(ZU ERLEDIGEN)
Filtere die folgenden Zeilen und gib jede Zeile, die das Wort "dark" enthält, unverändert wieder. Achte dabei auf Groß- und Kleinschreibung.

(EINGABEDATEN)
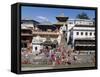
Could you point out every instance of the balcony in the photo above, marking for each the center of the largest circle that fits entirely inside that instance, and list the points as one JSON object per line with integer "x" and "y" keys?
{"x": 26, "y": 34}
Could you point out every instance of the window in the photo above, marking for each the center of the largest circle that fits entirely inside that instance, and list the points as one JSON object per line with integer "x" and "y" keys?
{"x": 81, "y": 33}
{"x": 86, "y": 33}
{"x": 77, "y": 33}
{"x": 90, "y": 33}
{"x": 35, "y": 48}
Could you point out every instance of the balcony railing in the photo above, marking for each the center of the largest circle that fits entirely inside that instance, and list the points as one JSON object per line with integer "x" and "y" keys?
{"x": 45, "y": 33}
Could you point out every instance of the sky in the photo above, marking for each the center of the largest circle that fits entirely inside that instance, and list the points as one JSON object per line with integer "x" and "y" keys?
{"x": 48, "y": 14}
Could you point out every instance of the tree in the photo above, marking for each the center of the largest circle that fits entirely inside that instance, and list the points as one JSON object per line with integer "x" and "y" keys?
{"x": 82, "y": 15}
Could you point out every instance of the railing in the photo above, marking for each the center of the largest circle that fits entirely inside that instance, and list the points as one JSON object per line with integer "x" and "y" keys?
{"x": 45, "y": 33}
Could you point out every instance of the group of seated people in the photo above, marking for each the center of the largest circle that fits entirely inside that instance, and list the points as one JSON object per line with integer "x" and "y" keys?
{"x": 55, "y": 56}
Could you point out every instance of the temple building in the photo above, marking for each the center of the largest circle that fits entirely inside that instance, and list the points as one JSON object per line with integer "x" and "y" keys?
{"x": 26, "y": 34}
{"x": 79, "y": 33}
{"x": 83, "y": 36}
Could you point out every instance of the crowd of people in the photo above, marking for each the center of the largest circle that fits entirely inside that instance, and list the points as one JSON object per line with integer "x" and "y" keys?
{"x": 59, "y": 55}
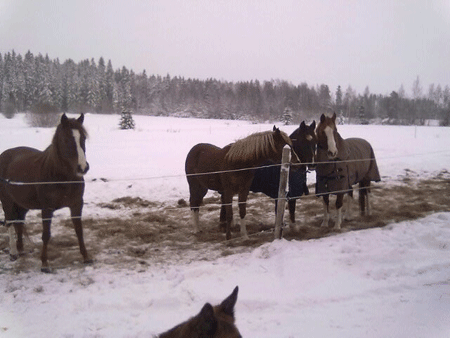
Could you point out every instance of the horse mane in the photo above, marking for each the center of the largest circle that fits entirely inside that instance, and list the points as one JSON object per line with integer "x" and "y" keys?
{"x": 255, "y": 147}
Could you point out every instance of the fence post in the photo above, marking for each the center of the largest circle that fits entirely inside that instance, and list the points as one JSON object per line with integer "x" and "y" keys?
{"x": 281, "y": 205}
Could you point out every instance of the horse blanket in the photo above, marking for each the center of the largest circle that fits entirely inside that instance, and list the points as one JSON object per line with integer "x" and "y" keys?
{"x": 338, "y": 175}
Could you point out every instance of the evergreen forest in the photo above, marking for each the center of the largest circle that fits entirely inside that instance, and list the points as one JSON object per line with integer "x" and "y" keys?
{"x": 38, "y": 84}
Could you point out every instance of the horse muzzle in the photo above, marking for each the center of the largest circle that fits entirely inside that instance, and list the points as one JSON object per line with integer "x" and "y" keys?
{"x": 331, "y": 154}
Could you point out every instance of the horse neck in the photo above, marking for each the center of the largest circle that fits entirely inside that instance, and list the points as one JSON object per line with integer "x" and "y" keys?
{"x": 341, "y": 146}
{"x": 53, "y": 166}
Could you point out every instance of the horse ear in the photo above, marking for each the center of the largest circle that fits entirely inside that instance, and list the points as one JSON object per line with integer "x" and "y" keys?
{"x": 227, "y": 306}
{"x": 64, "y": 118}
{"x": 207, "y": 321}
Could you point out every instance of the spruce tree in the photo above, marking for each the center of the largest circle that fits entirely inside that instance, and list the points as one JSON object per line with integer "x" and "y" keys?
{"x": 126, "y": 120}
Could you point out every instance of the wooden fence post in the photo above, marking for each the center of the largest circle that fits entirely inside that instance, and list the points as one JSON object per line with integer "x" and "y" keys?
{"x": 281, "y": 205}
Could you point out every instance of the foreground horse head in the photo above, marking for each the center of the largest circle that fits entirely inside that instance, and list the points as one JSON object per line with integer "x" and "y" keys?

...

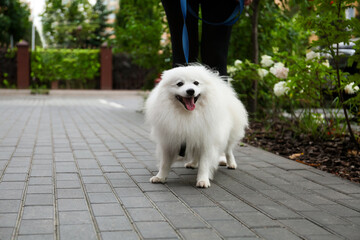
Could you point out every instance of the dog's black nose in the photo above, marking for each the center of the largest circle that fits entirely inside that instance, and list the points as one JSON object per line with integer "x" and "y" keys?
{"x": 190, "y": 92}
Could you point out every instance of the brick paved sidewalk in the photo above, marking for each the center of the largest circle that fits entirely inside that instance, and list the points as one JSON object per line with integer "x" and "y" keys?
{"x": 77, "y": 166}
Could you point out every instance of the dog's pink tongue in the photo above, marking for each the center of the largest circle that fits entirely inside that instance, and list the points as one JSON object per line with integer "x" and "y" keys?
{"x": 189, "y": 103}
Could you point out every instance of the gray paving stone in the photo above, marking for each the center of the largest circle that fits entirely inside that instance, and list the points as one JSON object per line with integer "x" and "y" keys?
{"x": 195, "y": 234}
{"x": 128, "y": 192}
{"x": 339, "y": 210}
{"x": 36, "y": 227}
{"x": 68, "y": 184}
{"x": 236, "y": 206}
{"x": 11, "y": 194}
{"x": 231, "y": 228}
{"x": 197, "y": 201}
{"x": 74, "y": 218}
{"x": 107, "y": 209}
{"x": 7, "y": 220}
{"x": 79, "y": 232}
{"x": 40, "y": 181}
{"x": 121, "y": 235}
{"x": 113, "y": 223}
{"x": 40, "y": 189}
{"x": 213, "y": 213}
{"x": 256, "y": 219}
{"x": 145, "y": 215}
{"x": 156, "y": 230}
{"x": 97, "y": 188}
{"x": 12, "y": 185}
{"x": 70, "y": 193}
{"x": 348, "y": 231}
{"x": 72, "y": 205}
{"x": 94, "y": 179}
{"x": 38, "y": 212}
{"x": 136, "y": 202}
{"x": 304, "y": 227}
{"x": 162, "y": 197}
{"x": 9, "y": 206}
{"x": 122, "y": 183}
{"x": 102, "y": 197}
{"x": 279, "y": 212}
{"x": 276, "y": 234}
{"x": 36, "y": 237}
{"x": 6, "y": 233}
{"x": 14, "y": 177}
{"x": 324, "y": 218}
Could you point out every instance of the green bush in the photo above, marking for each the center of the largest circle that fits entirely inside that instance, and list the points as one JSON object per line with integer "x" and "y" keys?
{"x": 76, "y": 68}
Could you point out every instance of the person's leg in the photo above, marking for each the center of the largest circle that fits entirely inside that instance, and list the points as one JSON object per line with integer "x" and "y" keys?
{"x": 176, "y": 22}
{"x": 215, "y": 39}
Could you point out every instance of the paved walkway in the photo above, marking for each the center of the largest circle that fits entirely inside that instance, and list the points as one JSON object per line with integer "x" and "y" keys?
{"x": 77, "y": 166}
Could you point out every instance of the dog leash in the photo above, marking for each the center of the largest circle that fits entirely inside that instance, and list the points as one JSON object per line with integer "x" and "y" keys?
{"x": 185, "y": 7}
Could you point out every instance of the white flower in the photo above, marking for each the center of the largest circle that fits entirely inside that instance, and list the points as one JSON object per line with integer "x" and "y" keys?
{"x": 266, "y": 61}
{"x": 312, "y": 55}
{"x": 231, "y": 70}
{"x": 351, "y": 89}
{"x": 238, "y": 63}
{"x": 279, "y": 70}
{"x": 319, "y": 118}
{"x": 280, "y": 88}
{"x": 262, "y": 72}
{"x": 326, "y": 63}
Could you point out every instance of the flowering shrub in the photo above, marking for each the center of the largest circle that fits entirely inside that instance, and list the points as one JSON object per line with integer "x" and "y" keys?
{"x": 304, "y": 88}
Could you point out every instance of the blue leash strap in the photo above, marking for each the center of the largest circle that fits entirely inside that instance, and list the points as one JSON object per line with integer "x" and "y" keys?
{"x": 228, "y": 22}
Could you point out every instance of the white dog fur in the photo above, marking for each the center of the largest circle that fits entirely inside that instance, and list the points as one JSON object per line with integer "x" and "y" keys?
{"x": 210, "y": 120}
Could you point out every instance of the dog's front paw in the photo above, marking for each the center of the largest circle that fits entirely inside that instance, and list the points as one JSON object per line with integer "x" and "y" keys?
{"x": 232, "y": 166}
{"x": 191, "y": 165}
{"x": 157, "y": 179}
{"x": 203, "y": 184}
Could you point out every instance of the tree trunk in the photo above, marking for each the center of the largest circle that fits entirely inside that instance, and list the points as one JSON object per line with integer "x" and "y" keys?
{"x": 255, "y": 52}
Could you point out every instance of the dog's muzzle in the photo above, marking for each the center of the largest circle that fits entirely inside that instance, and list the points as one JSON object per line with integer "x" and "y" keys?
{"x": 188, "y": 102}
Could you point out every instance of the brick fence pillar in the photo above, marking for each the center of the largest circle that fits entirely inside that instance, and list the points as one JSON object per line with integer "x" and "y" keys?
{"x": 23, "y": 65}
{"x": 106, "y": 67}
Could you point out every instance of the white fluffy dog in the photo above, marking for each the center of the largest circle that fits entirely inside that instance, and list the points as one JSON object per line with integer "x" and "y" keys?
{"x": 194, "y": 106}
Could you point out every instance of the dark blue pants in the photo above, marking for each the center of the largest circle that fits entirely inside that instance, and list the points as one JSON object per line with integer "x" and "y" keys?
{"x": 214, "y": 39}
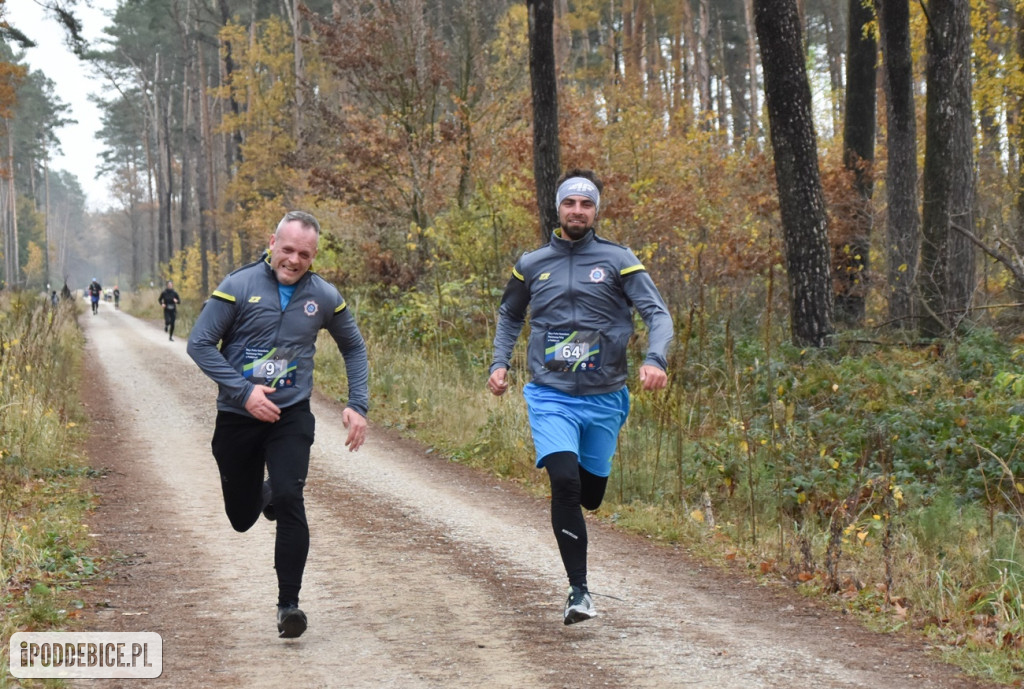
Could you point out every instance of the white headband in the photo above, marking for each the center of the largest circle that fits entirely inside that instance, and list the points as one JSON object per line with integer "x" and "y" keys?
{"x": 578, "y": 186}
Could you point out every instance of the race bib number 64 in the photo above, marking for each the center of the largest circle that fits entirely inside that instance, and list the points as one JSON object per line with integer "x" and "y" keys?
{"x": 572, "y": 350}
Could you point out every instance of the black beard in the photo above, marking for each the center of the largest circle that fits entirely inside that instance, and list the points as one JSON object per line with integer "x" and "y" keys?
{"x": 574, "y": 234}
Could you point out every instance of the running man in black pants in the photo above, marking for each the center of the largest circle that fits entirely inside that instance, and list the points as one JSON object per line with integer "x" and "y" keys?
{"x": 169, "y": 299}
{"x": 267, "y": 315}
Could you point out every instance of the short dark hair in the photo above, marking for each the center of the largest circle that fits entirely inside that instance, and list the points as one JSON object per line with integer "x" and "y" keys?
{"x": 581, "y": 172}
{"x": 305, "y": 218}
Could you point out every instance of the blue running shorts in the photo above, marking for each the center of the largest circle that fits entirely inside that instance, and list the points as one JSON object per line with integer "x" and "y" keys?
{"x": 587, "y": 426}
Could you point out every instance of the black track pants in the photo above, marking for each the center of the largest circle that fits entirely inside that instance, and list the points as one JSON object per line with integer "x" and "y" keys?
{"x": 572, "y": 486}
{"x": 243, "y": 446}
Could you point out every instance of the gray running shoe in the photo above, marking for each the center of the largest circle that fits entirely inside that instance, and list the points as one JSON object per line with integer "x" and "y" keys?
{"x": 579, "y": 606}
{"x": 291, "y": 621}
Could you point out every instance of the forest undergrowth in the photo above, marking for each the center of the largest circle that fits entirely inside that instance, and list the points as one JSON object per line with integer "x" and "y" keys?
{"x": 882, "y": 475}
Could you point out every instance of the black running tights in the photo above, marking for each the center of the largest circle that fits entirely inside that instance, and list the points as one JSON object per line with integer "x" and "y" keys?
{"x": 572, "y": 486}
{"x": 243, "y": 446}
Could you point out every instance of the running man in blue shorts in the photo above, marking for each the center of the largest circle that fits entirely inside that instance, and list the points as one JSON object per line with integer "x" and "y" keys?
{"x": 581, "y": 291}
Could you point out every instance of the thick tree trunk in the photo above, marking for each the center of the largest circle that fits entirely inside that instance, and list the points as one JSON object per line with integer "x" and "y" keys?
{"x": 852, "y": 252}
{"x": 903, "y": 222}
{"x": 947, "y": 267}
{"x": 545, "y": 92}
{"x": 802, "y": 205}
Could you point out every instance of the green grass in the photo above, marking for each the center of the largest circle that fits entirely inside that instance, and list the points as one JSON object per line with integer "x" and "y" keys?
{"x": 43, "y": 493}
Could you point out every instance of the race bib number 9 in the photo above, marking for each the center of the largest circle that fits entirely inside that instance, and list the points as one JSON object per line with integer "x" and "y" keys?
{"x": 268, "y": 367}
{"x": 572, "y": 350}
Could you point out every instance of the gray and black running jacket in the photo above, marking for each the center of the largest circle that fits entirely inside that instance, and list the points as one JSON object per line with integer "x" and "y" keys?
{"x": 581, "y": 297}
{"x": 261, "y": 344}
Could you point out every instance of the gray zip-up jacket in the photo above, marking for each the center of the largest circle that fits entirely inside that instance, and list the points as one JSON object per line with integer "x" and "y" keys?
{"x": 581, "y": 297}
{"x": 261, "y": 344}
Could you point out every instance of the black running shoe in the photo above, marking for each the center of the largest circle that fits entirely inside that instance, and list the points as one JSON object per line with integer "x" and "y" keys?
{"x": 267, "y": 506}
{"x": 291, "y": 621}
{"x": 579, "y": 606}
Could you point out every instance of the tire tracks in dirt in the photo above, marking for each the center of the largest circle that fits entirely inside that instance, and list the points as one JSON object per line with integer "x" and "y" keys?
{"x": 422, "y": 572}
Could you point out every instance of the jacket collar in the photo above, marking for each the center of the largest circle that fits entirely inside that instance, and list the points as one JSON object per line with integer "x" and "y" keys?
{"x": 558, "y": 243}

(LÖSUNG)
Could you point out every instance of the dark blue pants in the photo above, marking for each the center of the largest circle that fits entirely inside that instance, and list the points as one JSON object per line with integer "x" and "y" keys?
Could you point out every instance of the short dark hair in the photo above, marking for each the center of the largest circle that fits entirely inside that instance, and list the points as one JSON object per line with integer "x" and "y" keys?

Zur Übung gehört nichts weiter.